[Begin Material supplied]
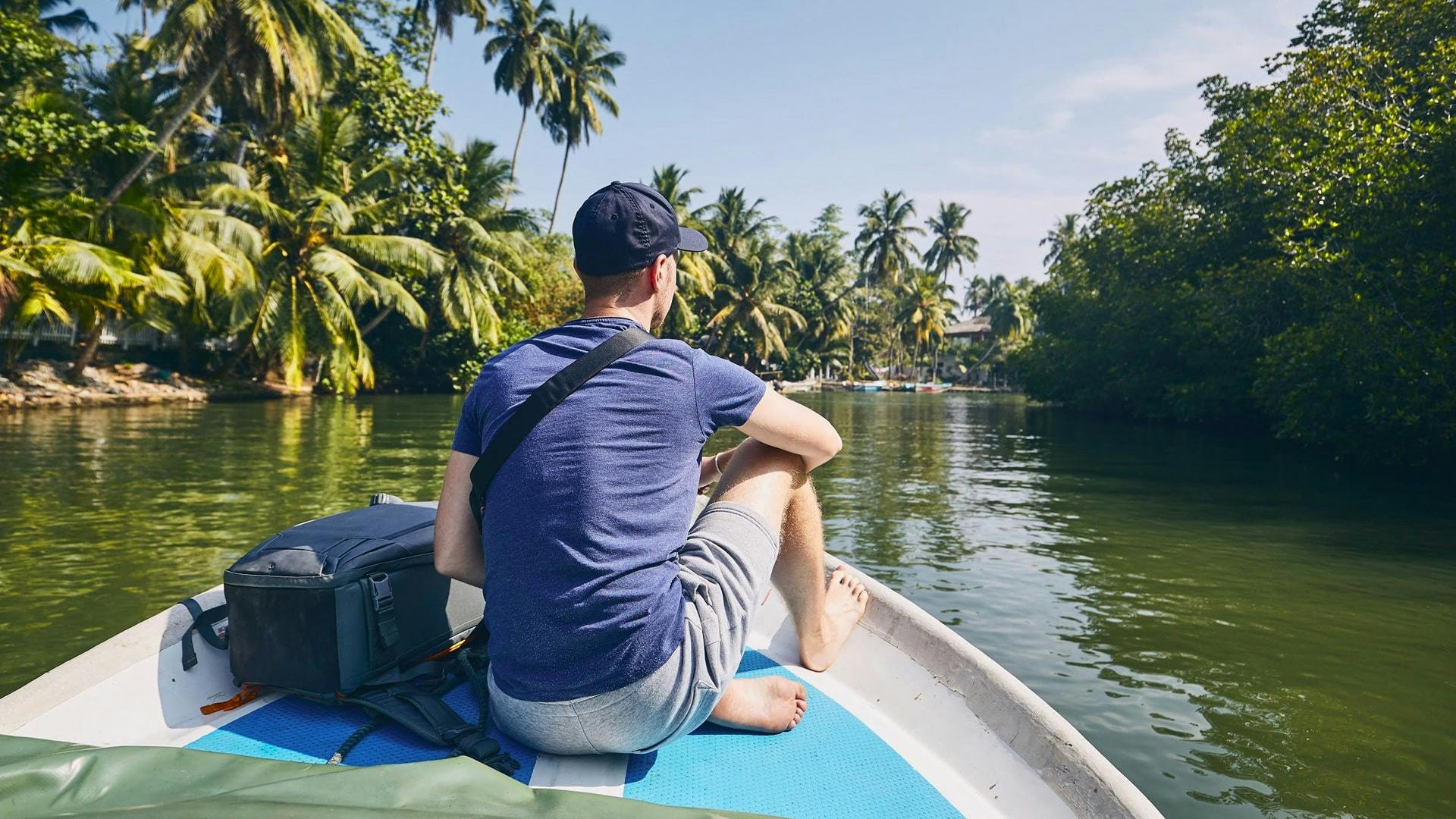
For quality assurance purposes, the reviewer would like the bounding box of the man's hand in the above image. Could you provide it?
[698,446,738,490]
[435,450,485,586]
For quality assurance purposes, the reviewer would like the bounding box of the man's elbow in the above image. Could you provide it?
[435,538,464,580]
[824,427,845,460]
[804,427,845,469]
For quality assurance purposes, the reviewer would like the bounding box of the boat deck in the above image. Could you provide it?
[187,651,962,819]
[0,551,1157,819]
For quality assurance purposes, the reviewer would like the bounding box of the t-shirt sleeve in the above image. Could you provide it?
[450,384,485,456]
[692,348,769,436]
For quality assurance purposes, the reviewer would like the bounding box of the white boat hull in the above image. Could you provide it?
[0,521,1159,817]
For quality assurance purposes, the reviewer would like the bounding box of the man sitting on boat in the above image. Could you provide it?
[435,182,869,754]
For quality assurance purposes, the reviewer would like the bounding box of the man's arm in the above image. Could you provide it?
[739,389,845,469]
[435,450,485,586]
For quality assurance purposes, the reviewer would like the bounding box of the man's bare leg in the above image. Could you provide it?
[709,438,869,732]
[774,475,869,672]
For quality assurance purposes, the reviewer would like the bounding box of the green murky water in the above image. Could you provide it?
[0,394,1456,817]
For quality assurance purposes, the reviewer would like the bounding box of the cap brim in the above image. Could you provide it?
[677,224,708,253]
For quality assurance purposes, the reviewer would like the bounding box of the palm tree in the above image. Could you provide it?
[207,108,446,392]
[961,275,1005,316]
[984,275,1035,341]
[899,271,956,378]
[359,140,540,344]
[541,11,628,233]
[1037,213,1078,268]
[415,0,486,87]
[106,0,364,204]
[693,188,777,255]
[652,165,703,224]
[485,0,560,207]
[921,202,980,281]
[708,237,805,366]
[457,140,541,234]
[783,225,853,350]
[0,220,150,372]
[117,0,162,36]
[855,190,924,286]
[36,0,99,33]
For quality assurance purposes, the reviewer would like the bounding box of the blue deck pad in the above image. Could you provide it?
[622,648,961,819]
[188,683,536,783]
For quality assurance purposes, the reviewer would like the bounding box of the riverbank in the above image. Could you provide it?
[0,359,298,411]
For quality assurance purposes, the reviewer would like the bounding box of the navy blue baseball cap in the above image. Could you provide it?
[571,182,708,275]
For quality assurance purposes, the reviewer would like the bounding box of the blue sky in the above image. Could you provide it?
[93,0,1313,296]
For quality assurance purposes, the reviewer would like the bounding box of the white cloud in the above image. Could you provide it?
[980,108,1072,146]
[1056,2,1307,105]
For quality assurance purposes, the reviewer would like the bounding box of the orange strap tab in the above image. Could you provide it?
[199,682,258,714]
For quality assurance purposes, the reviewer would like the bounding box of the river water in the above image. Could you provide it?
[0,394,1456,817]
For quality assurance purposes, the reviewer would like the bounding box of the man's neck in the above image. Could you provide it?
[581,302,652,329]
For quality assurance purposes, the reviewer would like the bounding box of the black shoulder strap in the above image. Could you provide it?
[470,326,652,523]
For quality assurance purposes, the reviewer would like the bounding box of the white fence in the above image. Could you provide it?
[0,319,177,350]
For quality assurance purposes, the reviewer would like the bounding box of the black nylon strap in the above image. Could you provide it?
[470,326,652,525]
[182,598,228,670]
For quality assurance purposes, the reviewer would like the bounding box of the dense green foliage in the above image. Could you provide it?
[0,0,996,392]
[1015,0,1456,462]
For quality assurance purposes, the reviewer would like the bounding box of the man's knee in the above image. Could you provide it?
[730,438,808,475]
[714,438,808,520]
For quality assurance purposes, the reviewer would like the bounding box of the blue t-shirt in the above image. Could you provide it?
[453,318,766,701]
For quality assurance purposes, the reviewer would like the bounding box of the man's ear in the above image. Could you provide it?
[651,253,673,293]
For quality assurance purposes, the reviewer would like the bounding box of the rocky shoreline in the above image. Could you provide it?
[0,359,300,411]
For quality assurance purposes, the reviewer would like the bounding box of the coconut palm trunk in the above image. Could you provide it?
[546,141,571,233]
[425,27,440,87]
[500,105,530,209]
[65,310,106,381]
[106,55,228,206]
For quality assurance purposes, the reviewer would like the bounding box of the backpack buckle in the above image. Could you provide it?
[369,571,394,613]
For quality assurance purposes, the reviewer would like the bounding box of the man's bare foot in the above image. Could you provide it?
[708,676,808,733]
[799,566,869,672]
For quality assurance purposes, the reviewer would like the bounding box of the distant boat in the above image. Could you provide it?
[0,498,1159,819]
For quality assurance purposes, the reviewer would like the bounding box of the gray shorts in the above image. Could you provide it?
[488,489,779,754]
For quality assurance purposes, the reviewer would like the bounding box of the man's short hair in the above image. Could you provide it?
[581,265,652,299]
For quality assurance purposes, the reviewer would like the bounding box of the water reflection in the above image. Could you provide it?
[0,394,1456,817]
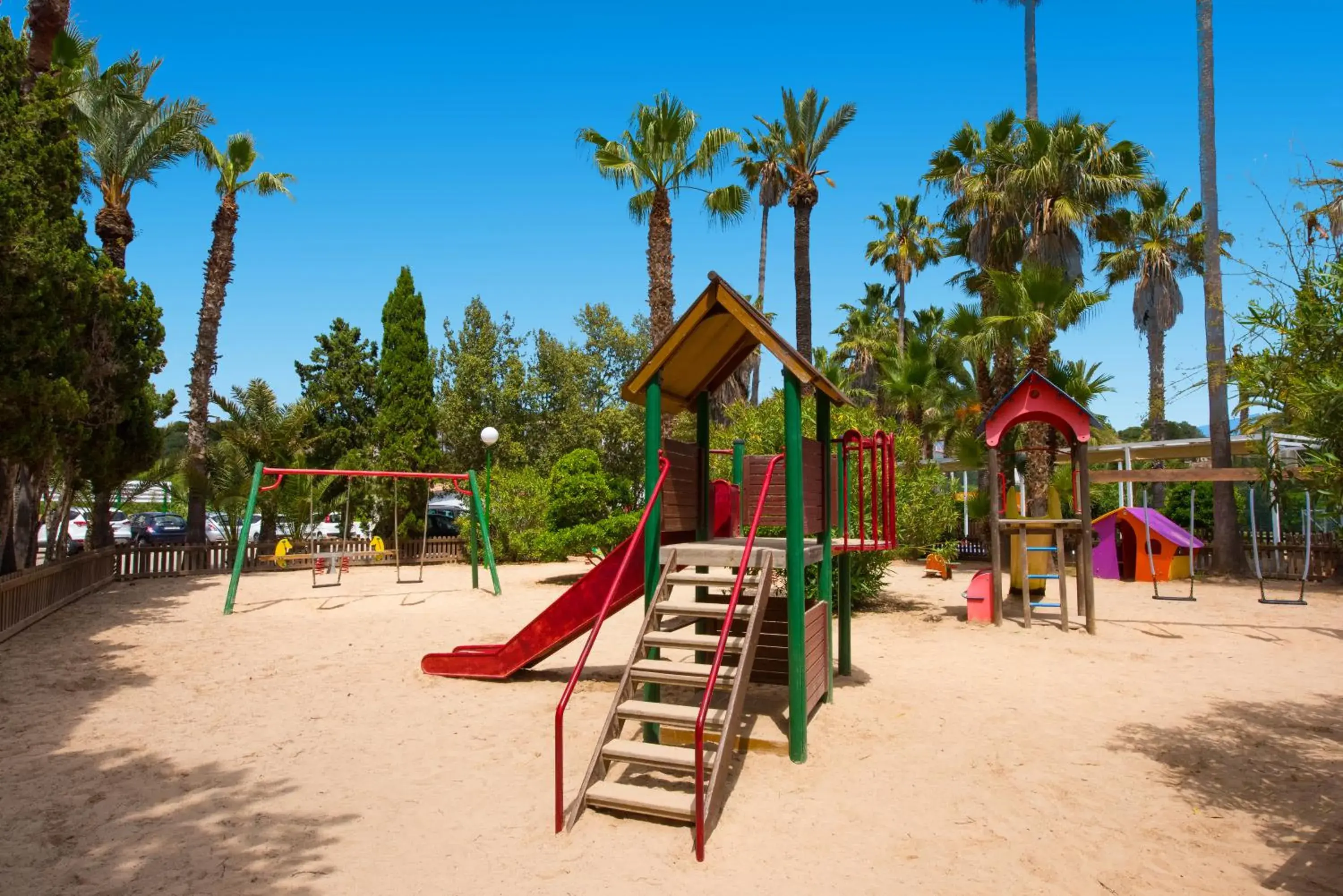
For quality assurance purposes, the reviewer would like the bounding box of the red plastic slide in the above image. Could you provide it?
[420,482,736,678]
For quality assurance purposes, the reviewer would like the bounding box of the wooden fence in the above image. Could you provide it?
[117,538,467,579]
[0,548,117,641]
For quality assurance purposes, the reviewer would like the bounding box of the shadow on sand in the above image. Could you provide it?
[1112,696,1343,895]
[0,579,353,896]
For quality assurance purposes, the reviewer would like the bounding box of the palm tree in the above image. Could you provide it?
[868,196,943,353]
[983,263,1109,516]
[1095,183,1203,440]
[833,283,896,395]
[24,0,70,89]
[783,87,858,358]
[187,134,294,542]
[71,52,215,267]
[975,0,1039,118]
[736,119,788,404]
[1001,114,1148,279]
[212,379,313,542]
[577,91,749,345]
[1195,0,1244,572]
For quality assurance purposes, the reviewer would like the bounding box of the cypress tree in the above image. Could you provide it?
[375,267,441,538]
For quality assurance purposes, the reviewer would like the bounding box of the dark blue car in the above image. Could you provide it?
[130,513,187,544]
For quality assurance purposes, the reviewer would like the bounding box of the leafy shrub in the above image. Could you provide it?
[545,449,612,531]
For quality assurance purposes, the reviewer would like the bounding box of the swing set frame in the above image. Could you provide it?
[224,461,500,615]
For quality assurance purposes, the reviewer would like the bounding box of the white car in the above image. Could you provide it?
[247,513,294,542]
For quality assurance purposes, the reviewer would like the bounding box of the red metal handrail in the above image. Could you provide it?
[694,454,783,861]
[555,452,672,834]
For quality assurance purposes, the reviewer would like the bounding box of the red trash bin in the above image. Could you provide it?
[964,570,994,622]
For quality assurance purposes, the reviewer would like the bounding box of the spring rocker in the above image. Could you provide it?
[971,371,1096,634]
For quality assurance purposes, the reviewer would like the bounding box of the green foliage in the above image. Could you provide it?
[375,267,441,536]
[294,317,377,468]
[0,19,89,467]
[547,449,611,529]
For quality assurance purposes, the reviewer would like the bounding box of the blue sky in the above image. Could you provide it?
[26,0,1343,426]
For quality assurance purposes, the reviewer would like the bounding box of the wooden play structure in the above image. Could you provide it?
[End Material supplied]
**Brief**
Convert the part of the items that opens at their start and closes with the line containing "[774,475,869,672]" into a two-column CSV with the headers text and answer, one row per item. Put each value in a single quoted field with line breaks turned into spaces, and leave the pictures out.

**Solution to the problem**
text,answer
"For quality assurance purposes, the reviewer would like the bounding box of the man's hand in the above image. Could you provide it?","[698,446,738,490] [435,450,485,586]"
"For quality assurance purposes, the reviewer would like the bounding box of the man's elbow in the above image. Could you provide it?","[435,538,464,580] [824,427,845,460] [804,427,845,469]"
"For quality assurance purposes, the reviewer would like the bounding box of the boat deck in the above image. Could you provide it?","[187,651,962,819] [0,551,1157,819]"
"For quality assurance purposes, the reviewer would like the bounding box of the t-shirt sleeve in the above image. Could you provide it?","[450,384,485,456] [692,348,769,436]"
"For quality assurance purposes, the reviewer would like the bounding box of the white boat hull in the above image. Could you provide it?","[0,521,1159,817]"
"For quality assurance purposes, the reviewer would like the bounding box of the man sitting on boat in the above image. Could you provide it?","[435,182,869,754]"
"For quality assurance purposes, the reviewer would like the bounding box of the man's arm in the above image. Could you provide it?","[739,389,845,469] [435,450,485,586]"
"For quality assurance purposes, the reviewer would like the bounding box of the man's bare leg in the above image. Could you provide it?","[709,438,869,732] [774,475,869,672]"